*** Opening Reading passage ***

If you choose to embark upon an entrepreneurial career, you will often find yourself putting together financial spreadsheets to model your business. Investors in particular love to pore over scenarios of how your business might develop, and having a good financial model is an invaluable tool to have at your disposal. Of course, if you’re smart, you’ll want to thoroughly test your spreadsheet to make sure that your financial logic contains no embarrassing errors. One of the techniques for doing that is to enter an arbitrary billion dollars into one of the input cells, and see where else in your spreadsheet unexpected extra billions show up. It is very easy to spot billions of dollars when they start to appear in places they don’t belong. You might say that what you are doing is measuring the “impulse response” of your spreadsheet.

Digital filters are no different. Data goes in one place, and results come out someplace else. In this case, both the inputs and outputs are streams of numbers. Conceptually, digital filters are quite simple things. You take the input value, and add to it bits of the previous input values together with bits of the previous output values. That’s really all there is to it. The filter design tells you how many of the previous input and output values go into the mix, and precisely what fraction of each to use. Some filters only rely on the previous input values, and don’t use the previous output values. Filters that do use the previous output values have an interesting property – each output value contains a little bit of each and every previous input value.

*** Closing Reading passage ***
*** Opening Given data ***

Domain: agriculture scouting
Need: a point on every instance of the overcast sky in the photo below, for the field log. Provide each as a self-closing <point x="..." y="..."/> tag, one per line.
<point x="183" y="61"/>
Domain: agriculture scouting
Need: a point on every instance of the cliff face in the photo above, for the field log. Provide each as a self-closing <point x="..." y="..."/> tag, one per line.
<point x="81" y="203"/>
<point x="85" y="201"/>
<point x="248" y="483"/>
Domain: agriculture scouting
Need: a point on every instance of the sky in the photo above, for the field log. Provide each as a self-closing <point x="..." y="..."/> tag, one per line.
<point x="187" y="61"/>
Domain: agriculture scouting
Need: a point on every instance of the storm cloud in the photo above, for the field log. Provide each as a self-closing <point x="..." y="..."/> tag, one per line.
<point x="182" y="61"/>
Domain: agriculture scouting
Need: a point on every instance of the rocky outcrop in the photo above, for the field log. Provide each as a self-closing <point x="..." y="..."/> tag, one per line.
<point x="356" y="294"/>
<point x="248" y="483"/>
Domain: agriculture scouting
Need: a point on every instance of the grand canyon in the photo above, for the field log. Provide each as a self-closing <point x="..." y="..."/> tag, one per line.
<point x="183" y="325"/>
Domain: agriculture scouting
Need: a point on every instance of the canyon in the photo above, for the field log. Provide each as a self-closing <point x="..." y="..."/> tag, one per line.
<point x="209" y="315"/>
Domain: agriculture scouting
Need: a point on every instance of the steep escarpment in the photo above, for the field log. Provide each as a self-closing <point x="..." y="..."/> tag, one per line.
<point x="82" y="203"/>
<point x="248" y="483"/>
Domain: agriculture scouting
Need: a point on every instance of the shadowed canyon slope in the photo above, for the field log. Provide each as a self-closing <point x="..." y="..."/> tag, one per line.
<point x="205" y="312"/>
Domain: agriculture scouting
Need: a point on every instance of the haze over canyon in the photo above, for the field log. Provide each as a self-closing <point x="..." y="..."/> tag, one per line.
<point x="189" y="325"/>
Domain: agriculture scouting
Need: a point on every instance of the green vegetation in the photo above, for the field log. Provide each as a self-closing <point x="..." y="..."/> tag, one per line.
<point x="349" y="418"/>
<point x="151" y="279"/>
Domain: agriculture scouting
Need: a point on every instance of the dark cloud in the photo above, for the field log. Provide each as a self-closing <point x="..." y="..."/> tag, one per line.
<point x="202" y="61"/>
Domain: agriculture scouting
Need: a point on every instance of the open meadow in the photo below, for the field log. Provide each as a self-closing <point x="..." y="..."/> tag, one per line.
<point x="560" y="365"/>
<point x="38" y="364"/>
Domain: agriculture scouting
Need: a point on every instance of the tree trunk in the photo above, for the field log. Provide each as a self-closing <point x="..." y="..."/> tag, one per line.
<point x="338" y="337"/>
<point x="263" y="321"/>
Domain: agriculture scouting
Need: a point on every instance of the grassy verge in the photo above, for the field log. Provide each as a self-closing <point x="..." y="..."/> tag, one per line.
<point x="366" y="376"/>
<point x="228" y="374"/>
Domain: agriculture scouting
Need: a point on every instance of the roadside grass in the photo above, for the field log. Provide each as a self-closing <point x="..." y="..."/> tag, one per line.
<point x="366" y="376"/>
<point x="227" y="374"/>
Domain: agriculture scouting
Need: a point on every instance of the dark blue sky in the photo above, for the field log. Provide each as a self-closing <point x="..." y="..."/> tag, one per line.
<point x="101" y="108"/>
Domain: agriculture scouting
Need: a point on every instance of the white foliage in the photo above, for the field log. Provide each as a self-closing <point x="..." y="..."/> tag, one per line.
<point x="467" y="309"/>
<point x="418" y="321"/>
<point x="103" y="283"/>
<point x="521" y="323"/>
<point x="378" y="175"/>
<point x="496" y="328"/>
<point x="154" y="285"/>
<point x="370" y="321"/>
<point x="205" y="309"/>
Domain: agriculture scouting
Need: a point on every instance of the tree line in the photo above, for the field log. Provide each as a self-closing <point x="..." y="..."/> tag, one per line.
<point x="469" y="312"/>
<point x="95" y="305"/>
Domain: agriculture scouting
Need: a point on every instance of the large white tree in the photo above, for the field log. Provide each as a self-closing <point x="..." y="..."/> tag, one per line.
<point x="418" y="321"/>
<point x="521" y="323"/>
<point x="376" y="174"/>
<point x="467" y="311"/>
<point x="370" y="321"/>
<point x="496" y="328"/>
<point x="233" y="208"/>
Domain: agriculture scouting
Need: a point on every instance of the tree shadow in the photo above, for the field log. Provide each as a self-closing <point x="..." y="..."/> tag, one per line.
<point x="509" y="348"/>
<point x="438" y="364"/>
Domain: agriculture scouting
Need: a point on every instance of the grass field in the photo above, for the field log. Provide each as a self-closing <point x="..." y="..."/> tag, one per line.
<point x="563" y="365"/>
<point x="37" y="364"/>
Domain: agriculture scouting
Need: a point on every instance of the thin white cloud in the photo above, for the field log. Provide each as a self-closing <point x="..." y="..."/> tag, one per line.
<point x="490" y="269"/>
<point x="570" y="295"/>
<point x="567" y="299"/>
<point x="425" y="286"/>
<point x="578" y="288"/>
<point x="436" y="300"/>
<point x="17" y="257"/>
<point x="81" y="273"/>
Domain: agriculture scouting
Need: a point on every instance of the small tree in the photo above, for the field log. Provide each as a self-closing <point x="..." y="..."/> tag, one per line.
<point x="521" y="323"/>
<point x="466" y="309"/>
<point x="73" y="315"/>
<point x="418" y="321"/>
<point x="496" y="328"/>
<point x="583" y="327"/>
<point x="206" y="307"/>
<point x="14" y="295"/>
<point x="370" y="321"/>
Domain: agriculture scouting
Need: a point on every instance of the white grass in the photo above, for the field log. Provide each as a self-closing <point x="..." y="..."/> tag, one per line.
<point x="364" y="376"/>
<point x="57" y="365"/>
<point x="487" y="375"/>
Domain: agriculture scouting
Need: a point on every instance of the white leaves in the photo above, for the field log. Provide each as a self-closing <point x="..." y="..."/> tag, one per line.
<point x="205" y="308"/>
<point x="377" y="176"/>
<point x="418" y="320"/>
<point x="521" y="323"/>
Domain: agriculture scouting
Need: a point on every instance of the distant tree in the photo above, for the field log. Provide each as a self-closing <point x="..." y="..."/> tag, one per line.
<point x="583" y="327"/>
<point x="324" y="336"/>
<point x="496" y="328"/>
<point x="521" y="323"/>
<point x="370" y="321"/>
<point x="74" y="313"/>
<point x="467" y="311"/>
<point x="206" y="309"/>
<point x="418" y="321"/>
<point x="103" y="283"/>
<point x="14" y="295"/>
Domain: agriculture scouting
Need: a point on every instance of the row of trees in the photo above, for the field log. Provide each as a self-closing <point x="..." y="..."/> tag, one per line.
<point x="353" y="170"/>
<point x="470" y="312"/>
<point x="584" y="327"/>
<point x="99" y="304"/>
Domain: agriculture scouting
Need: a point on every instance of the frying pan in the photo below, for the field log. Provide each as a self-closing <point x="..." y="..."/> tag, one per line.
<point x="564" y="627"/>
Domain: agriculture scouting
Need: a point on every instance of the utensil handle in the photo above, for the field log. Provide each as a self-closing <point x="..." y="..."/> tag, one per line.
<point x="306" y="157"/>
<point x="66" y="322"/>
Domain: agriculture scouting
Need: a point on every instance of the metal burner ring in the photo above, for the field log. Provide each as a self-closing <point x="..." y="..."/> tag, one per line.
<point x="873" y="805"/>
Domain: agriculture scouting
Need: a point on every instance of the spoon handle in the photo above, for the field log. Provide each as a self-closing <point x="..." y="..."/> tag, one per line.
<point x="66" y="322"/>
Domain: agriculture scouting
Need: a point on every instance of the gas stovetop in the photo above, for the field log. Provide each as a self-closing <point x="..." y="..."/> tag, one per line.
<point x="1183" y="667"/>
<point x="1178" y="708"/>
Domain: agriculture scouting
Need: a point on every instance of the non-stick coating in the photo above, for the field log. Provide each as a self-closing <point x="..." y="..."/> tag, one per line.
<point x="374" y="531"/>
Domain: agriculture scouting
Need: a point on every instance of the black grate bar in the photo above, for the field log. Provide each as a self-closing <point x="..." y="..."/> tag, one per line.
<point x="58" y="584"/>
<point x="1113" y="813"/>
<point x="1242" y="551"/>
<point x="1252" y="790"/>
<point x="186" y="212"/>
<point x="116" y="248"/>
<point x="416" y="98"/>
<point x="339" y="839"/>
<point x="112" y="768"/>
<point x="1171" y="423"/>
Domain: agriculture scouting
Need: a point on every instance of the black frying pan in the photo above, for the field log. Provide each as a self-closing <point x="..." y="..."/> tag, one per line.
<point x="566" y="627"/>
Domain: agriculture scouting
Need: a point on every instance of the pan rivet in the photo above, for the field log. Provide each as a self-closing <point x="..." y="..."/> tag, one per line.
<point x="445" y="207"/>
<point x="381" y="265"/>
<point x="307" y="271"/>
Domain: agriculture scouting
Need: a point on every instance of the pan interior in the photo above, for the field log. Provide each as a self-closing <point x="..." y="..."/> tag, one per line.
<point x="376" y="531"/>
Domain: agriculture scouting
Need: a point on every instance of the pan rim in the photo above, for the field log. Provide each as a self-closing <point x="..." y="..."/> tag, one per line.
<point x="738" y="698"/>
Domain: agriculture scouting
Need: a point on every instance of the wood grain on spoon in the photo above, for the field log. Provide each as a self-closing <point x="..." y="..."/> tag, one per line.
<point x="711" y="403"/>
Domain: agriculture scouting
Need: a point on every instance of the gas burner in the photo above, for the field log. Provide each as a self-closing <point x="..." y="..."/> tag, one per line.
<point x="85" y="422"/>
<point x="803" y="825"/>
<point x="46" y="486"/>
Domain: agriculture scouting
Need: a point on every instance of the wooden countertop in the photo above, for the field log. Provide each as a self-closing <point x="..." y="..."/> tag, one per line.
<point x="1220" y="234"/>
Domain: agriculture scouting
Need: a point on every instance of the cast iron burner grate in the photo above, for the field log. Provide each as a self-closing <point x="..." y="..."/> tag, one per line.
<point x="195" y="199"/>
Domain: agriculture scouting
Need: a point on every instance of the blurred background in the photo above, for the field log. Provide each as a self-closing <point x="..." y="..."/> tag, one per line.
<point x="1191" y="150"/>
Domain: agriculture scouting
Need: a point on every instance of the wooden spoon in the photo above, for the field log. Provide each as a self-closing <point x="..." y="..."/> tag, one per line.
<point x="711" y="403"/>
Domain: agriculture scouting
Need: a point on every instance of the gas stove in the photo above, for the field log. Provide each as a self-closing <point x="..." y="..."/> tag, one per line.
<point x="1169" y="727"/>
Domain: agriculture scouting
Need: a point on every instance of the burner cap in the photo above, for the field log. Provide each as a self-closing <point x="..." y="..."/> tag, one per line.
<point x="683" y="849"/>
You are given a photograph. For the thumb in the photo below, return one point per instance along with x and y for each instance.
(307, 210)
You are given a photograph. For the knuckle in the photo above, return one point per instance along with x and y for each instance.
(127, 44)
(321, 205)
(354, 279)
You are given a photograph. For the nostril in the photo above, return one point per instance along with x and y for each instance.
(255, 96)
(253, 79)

*** Closing Given data ***

Tasks for this exercise.
1. According to the reading passage on spreadsheets and digital filters, what property do filters that use previous output values have?
2. Carry on the reading passage on spreadsheets and digital filters, starting after its final sentence.

Answers for each item.
1. Each output value contains a little bit of each and every previous input value.

2.
What are the implications when a bit of one input value ends up in each and every one of the subsequent output values? A very easy analysis would be to take a signal comprising digital silence – in effect nothing but zeros – and modify it so that one data point (and only one data point) is at a maximum value. We call this waveform an “Impulse”. We put this data stream through our digital filter and see what comes out the other end. What happens is that the output comprises a stream of zeros up until the time the impulse reaches the input of the filter. After that, the output will comprise a sequence of non-zero values – in effect a series of echoes of the original impulse. This artificial construct – how the residue of one single impulse value in a sea of zeros appears in the output data stream – is called the “impulse response” of the filter. If the filter uses only previous input values and no previous output values, then the echoes will fall to zero as soon as we reach the point where the impulse is no longer one of the previous values that goes into the mix. Such filters are called “Finite Impulse Response” (FIR) filters. If, however, the filter uses previous output values, then the echoes of the impulse will remain within the output signal forever, or at least until such time as its magnitude becomes too small to register. These filters are called “Infinite Impulse Response” (IIR) filters.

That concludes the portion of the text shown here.